Segment Start: Source data
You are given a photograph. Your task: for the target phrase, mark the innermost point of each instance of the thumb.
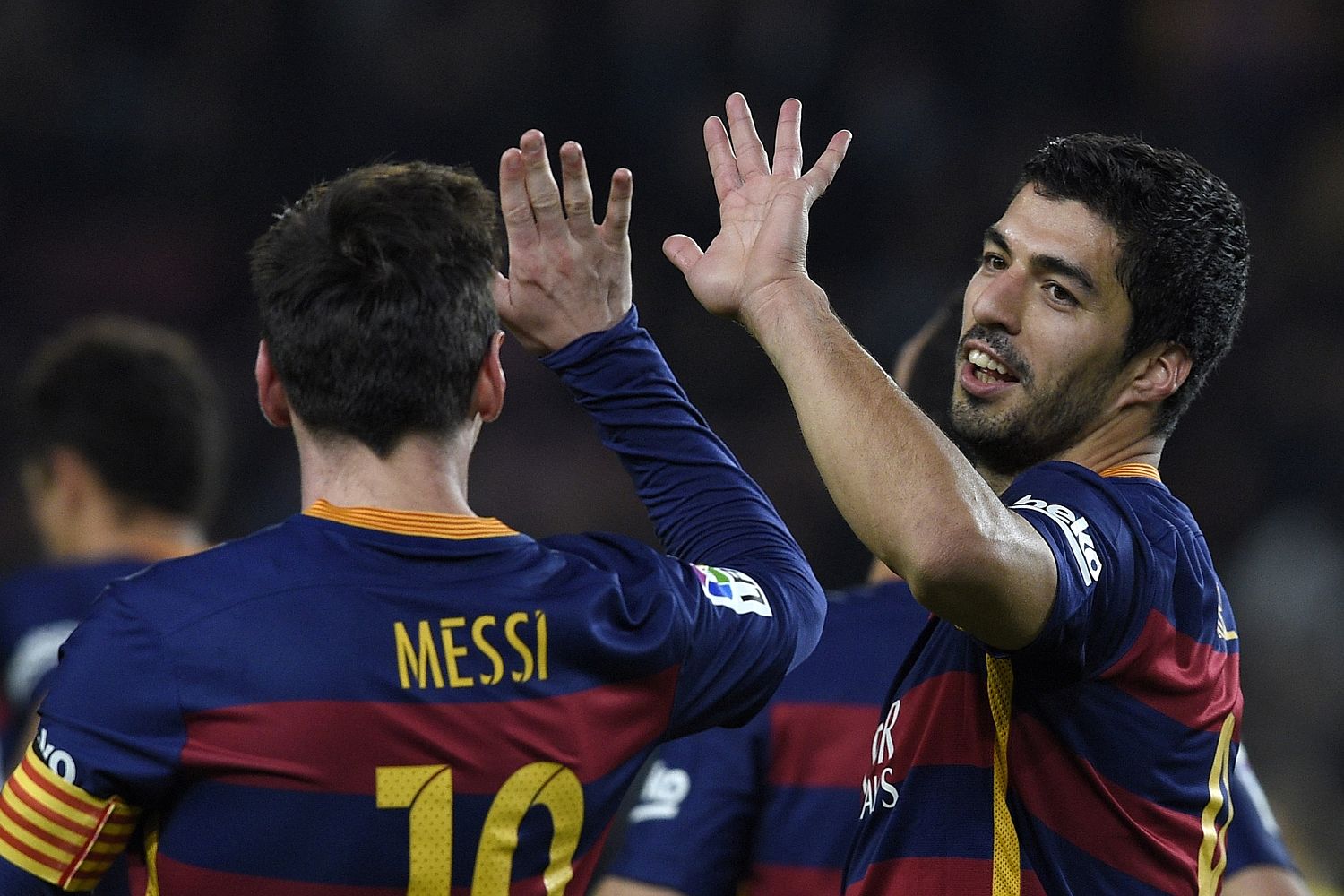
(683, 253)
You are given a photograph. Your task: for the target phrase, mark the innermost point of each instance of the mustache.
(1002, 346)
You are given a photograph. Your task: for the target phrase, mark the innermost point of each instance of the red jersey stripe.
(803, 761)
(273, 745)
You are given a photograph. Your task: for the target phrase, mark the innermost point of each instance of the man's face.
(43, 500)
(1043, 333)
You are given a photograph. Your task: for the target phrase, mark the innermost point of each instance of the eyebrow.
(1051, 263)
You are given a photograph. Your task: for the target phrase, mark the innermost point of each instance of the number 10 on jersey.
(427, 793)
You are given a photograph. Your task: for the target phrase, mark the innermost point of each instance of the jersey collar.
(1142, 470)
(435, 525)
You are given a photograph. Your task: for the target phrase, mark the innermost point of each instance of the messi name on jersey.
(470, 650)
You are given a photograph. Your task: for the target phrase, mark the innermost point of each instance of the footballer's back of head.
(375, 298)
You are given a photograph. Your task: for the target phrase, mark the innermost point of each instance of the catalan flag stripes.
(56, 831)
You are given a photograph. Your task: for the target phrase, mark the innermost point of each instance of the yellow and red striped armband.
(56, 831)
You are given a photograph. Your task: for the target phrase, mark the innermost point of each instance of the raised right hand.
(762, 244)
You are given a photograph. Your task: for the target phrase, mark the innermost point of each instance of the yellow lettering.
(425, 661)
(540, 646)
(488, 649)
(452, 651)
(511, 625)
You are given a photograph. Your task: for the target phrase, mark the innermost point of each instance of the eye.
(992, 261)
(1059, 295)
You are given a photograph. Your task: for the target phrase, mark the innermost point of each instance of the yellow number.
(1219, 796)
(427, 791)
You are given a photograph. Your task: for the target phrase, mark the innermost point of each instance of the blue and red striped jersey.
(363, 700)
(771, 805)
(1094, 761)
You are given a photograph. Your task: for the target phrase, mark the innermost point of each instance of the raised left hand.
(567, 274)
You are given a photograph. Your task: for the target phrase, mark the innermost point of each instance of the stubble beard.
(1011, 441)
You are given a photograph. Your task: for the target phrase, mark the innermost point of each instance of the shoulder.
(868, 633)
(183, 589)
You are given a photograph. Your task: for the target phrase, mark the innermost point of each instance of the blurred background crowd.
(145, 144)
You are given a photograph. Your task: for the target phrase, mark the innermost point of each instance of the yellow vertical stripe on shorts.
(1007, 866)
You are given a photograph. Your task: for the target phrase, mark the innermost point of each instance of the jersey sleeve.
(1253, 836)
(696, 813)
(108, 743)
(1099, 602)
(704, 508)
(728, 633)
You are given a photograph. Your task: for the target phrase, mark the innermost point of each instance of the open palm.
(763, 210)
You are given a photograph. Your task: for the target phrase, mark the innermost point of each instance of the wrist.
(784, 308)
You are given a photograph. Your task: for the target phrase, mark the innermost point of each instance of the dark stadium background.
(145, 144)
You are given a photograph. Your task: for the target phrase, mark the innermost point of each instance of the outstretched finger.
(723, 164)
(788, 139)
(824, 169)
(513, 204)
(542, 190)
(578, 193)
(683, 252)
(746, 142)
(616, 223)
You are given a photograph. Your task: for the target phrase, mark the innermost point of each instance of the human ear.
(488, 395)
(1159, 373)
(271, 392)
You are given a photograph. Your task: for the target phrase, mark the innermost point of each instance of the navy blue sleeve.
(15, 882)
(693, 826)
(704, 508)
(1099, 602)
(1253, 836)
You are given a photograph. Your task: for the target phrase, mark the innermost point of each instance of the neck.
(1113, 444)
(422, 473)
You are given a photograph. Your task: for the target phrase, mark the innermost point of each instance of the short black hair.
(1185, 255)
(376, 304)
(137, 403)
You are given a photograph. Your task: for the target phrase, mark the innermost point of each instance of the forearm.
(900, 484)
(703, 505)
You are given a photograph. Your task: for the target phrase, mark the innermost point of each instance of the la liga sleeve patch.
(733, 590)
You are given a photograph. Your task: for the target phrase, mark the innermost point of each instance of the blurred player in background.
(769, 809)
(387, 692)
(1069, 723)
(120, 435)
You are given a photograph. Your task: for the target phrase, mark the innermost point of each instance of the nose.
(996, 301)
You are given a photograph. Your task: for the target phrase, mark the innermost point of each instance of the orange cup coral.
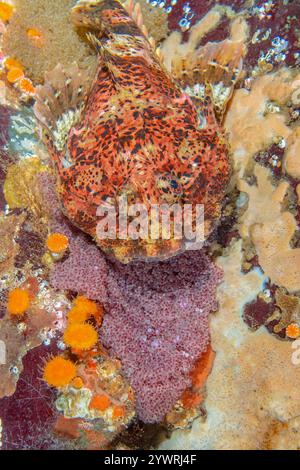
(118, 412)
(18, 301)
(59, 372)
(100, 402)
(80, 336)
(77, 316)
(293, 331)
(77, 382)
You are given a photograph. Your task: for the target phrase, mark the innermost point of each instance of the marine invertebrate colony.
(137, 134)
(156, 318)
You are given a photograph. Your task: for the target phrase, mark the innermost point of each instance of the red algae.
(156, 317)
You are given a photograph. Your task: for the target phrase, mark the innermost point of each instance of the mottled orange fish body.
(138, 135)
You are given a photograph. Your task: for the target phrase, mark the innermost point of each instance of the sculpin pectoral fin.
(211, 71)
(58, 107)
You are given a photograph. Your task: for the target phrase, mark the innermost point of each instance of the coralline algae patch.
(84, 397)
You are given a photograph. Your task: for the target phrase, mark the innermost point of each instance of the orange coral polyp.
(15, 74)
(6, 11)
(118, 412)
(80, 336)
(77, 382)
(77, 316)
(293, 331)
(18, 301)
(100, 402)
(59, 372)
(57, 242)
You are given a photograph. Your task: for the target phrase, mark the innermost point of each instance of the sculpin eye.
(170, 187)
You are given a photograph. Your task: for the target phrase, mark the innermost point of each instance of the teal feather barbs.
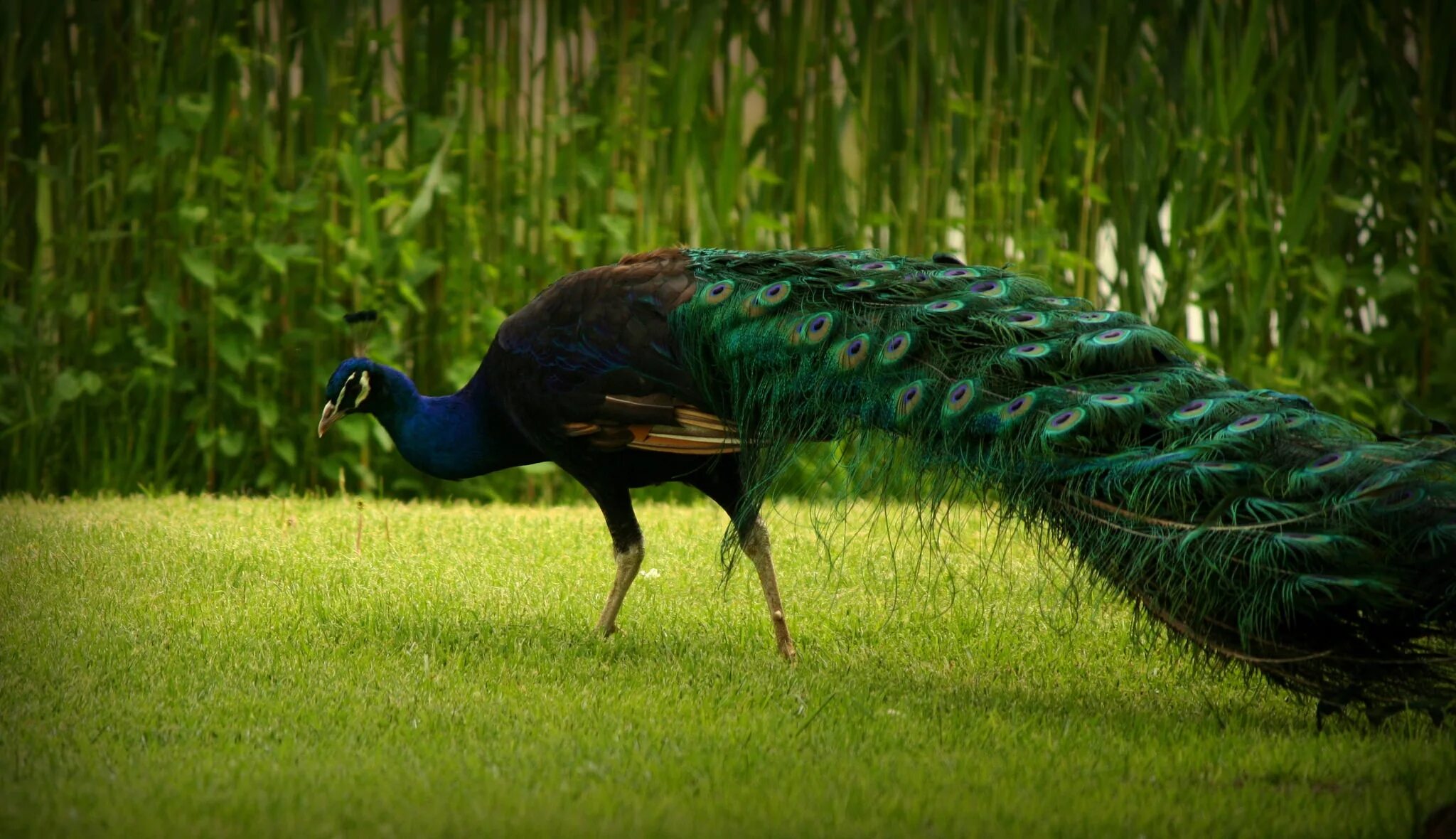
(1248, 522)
Segment End: Source data
> _Work order_
From the line containing "sculpin pectoral fin." to the last line of the entries, copy every line exactly, including both ends, and leave out the pictures.

> _Solution to the problem_
You are given a photograph. Your task: for the target phrase, mark the innermost point of each instance of the sculpin pectoral fin.
(211, 71)
(58, 107)
You are given a photograph. Your task: for the target phrase, mark the innermost point of each instance of the coralline algae patch.
(84, 397)
You are given a photograph. Your task: for the target phrase, mark the innermost point of each instance of the orange coral polyp.
(15, 74)
(6, 11)
(118, 412)
(80, 336)
(77, 382)
(77, 316)
(293, 331)
(18, 301)
(100, 402)
(59, 372)
(57, 242)
You are given a photograph. Your task: for the target phrase, mark the innermost point of each instance of the sculpin eye.
(170, 187)
You are given a photograph. Your task: for the target phrase, mark the innermost point of each instance of the teal feather barbs.
(1248, 522)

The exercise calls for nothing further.